(Region pointing data)
* * * * *

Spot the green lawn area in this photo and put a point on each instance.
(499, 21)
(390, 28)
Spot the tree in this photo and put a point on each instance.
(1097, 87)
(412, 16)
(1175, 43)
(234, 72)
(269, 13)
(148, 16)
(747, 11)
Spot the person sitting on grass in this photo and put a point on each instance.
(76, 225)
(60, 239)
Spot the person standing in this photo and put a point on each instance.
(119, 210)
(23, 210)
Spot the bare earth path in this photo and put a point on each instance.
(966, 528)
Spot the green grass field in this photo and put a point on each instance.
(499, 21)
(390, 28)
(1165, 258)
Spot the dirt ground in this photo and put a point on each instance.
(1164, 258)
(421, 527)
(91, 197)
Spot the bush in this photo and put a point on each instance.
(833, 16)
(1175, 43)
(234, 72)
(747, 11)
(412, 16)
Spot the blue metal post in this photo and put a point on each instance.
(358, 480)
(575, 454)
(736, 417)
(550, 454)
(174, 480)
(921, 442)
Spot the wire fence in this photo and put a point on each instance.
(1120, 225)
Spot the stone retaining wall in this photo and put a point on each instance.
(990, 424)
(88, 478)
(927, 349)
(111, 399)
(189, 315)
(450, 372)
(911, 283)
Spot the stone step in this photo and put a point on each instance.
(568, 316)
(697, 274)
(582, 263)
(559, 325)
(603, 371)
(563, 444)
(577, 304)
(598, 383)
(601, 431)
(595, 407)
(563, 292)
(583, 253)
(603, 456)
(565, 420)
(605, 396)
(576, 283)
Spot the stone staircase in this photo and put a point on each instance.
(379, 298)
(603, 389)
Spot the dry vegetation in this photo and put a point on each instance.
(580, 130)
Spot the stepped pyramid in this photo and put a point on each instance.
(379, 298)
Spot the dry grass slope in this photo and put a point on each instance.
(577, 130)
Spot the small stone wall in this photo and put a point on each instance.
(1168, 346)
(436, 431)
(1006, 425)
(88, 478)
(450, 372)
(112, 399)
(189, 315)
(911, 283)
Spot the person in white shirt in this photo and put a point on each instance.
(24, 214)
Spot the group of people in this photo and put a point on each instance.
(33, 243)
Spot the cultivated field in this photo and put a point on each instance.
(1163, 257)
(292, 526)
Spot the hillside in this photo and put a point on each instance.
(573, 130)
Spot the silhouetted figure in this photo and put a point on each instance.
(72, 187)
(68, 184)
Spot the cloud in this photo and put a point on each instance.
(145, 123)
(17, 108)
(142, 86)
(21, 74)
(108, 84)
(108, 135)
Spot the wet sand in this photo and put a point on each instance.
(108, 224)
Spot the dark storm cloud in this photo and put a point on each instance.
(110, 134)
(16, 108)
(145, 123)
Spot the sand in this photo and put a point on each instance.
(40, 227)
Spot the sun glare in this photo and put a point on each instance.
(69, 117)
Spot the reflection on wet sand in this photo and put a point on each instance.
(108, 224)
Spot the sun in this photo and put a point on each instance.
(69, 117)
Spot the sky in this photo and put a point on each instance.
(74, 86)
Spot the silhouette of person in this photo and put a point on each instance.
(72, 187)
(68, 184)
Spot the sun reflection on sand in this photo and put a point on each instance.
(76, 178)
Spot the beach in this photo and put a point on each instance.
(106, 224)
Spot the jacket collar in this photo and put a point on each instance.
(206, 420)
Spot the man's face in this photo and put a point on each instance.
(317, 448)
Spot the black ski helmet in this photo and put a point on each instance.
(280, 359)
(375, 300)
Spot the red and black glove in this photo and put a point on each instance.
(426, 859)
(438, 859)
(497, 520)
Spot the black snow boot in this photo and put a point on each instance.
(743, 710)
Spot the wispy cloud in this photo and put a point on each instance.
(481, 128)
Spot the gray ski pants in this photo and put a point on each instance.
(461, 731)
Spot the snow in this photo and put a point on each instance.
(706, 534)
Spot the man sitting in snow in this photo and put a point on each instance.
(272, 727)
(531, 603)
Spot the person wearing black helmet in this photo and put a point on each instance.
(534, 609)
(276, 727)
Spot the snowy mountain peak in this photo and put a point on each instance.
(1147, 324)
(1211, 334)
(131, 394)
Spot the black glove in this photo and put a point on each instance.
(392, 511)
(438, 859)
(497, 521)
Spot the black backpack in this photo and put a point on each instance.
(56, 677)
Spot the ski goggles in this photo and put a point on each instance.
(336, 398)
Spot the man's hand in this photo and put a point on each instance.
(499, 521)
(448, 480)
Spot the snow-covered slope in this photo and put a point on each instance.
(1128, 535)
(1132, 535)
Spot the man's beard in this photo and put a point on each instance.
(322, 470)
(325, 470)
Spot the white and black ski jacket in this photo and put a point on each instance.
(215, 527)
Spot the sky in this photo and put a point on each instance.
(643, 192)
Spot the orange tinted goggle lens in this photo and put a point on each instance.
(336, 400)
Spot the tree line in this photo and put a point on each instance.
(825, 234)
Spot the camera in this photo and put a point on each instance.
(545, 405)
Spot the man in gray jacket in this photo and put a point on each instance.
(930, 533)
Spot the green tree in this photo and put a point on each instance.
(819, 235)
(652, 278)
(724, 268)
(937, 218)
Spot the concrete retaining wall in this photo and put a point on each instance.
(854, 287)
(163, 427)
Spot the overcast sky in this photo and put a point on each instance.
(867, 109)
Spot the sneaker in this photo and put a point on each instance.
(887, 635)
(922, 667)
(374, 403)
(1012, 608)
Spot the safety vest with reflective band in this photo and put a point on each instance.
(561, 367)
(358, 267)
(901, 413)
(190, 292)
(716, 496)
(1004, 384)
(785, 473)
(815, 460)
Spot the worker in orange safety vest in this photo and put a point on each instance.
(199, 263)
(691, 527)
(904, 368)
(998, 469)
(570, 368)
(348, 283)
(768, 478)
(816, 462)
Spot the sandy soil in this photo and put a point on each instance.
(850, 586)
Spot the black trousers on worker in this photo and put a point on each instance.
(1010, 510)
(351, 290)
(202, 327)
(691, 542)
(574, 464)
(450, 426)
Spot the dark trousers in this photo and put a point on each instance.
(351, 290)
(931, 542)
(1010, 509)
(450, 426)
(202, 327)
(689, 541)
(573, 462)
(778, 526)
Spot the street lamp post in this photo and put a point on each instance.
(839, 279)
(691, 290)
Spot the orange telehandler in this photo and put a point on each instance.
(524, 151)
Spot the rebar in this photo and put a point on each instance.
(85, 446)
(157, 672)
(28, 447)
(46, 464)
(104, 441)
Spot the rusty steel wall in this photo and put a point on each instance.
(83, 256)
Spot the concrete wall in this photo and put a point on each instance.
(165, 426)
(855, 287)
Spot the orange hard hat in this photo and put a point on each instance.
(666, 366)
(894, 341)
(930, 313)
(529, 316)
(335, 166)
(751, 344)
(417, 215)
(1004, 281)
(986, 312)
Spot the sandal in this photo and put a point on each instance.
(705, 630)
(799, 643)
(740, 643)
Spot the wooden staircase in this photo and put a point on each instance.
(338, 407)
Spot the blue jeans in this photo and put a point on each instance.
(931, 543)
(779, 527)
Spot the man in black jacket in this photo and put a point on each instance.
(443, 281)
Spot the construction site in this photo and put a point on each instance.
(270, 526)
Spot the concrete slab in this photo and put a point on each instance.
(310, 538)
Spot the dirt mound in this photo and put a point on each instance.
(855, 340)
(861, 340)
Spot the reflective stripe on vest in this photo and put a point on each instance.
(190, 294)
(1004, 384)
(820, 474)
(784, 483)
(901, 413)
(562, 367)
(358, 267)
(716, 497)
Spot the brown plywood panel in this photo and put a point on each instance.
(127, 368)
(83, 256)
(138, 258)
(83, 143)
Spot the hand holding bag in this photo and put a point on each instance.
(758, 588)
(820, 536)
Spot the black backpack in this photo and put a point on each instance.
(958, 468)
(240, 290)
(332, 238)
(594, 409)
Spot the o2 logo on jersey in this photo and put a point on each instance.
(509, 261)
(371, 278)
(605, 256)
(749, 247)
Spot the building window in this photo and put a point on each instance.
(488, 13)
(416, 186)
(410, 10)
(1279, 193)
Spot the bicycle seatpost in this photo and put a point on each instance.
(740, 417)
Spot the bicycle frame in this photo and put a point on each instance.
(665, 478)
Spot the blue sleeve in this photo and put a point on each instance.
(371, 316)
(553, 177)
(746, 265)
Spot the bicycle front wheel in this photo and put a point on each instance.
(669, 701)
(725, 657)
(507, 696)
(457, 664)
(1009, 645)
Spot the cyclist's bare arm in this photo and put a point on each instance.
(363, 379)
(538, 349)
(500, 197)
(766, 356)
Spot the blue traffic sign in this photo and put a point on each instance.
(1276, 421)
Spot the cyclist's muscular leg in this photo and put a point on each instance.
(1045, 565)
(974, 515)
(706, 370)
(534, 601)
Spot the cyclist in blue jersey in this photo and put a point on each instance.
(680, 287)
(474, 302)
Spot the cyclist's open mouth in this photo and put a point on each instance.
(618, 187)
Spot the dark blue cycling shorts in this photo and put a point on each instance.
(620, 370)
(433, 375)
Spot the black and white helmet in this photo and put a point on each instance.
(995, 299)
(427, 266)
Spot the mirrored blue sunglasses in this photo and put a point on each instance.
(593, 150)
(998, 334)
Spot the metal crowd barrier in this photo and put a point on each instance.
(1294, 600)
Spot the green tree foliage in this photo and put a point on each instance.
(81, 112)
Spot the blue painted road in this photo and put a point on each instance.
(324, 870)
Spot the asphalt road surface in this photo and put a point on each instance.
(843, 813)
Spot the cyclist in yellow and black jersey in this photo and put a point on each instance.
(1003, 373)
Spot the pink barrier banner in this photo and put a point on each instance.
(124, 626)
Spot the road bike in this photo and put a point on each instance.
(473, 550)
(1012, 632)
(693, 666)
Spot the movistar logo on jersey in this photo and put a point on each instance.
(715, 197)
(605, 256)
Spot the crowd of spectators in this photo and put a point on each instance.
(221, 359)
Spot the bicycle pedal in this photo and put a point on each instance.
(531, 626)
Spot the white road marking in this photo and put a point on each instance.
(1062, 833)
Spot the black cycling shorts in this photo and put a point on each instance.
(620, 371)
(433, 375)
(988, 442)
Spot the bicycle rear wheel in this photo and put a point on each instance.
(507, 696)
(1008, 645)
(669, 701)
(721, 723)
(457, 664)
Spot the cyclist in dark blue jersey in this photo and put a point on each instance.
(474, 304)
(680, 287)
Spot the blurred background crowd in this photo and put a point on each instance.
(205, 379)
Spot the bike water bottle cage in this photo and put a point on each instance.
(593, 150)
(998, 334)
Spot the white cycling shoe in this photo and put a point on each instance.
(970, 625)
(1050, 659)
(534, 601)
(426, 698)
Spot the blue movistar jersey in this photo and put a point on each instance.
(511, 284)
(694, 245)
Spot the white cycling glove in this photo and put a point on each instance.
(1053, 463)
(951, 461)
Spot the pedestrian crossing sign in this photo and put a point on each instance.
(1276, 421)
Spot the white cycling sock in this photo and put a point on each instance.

* * * * *

> What you have to do
Word for word, copy the line containing "Spot the bicycle pedal" and each line after it to the end of the records, and nothing besides.

> Result of the task
Spot the bicycle pedal in this photo and put a point on each instance.
(531, 626)
Spot the white road marking in this photo and put a point on each instance.
(1062, 833)
Spot the black cycling shorts in this photo and put a point on each instance.
(620, 371)
(433, 375)
(988, 442)
Spot the bicycle rear wheel in this photo and put a point on each instance.
(507, 696)
(1008, 645)
(669, 701)
(721, 723)
(457, 664)
Spot the cyclist in dark blue jersey in this photo and put a point on each instance.
(474, 304)
(680, 287)
Spot the blurred background crowd in this photo and put a point on each instance.
(205, 379)
Spot the bike water bottle cage in this photo and put a point on each instance.
(593, 150)
(998, 334)
Spot the white cycling shoe in this photo and put a point on each instance.
(970, 625)
(1050, 659)
(534, 601)
(426, 698)
Spot the blue movistar jersey in this photo and put a point on each instance.
(511, 284)
(694, 245)
Spot the white cycling glove in this photo and put a point on each instance.
(1053, 463)
(951, 461)
Spot the pedestrian crossing sign in this photo and put a point on each instance.
(1276, 421)
Spot the white cycling sock in this photo and put a point on each instance.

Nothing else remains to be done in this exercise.